=== SUPPLIED MATERIAL ===

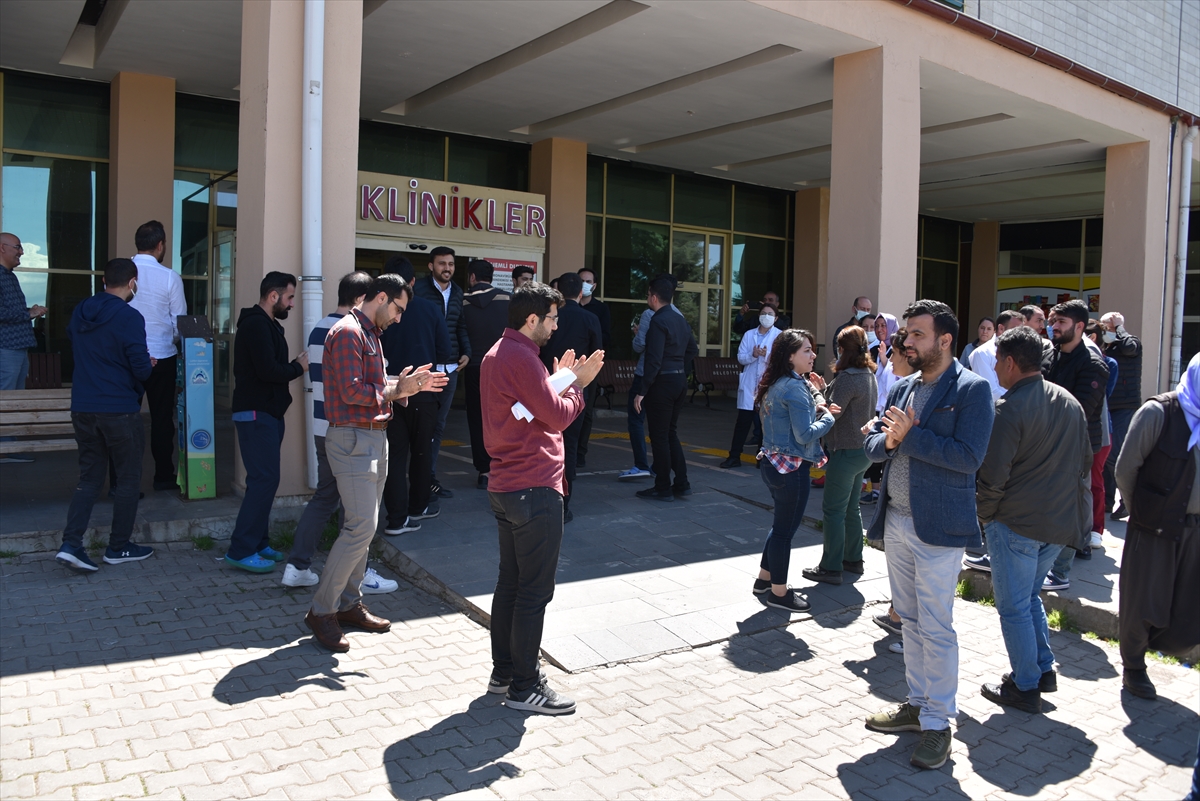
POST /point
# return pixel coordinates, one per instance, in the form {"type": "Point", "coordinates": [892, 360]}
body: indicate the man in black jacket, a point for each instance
{"type": "Point", "coordinates": [419, 338]}
{"type": "Point", "coordinates": [576, 331]}
{"type": "Point", "coordinates": [1126, 349]}
{"type": "Point", "coordinates": [670, 349]}
{"type": "Point", "coordinates": [439, 288]}
{"type": "Point", "coordinates": [1083, 372]}
{"type": "Point", "coordinates": [261, 397]}
{"type": "Point", "coordinates": [485, 313]}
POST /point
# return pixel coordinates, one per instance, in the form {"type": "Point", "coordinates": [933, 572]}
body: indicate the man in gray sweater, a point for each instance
{"type": "Point", "coordinates": [1032, 497]}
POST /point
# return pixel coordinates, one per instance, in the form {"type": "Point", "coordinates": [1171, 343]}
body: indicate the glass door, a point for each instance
{"type": "Point", "coordinates": [697, 262]}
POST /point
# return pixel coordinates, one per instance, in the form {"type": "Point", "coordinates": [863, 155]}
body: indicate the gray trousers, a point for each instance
{"type": "Point", "coordinates": [316, 512]}
{"type": "Point", "coordinates": [358, 458]}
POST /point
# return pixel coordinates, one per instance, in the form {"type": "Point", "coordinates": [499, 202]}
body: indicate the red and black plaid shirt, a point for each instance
{"type": "Point", "coordinates": [353, 373]}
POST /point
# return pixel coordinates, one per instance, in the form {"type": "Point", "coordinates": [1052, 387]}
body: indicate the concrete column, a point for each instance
{"type": "Point", "coordinates": [811, 251]}
{"type": "Point", "coordinates": [559, 170]}
{"type": "Point", "coordinates": [1132, 257]}
{"type": "Point", "coordinates": [340, 136]}
{"type": "Point", "coordinates": [269, 185]}
{"type": "Point", "coordinates": [875, 173]}
{"type": "Point", "coordinates": [142, 158]}
{"type": "Point", "coordinates": [984, 264]}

===

TASK ITEM ▸
What you return should match the records above word for word, minus the pictures.

EXERCISE OUTPUT ▸
POST /point
# return pixel coordinates, one per instance, in the form {"type": "Point", "coordinates": [892, 360]}
body: indicate the man in black jacket, a point for each instance
{"type": "Point", "coordinates": [419, 338]}
{"type": "Point", "coordinates": [576, 331]}
{"type": "Point", "coordinates": [1126, 349]}
{"type": "Point", "coordinates": [670, 349]}
{"type": "Point", "coordinates": [439, 288]}
{"type": "Point", "coordinates": [1083, 372]}
{"type": "Point", "coordinates": [261, 397]}
{"type": "Point", "coordinates": [485, 313]}
POST /point
# return pixel coordinates, one per instance, in the form {"type": "Point", "coordinates": [933, 572]}
body: indicate the man in gray sweater, a point for each instance
{"type": "Point", "coordinates": [1032, 497]}
POST /point
# return pixel coordinates, one per instance, in the form {"type": "Point", "coordinates": [1171, 343]}
body: indicate the glass door, a point for each instance
{"type": "Point", "coordinates": [697, 262]}
POST /point
# return pixel coordinates, one per instance, in the form {"type": "Point", "coordinates": [863, 155]}
body: indicate the gray trousers, a point for each instance
{"type": "Point", "coordinates": [316, 512]}
{"type": "Point", "coordinates": [358, 458]}
POST /point
# return pixel coordinates, one per instance, in the form {"type": "Point", "coordinates": [499, 202]}
body: indicate the red and black plaid shirt, a point for each instance
{"type": "Point", "coordinates": [353, 373]}
POST /point
# return pixel coordinates, one per instance, in the form {"type": "Point", "coordinates": [1052, 387]}
body: indicate the concrete column, a point for each instance
{"type": "Point", "coordinates": [811, 251]}
{"type": "Point", "coordinates": [559, 170]}
{"type": "Point", "coordinates": [1132, 257]}
{"type": "Point", "coordinates": [340, 136]}
{"type": "Point", "coordinates": [269, 185]}
{"type": "Point", "coordinates": [875, 173]}
{"type": "Point", "coordinates": [142, 158]}
{"type": "Point", "coordinates": [984, 264]}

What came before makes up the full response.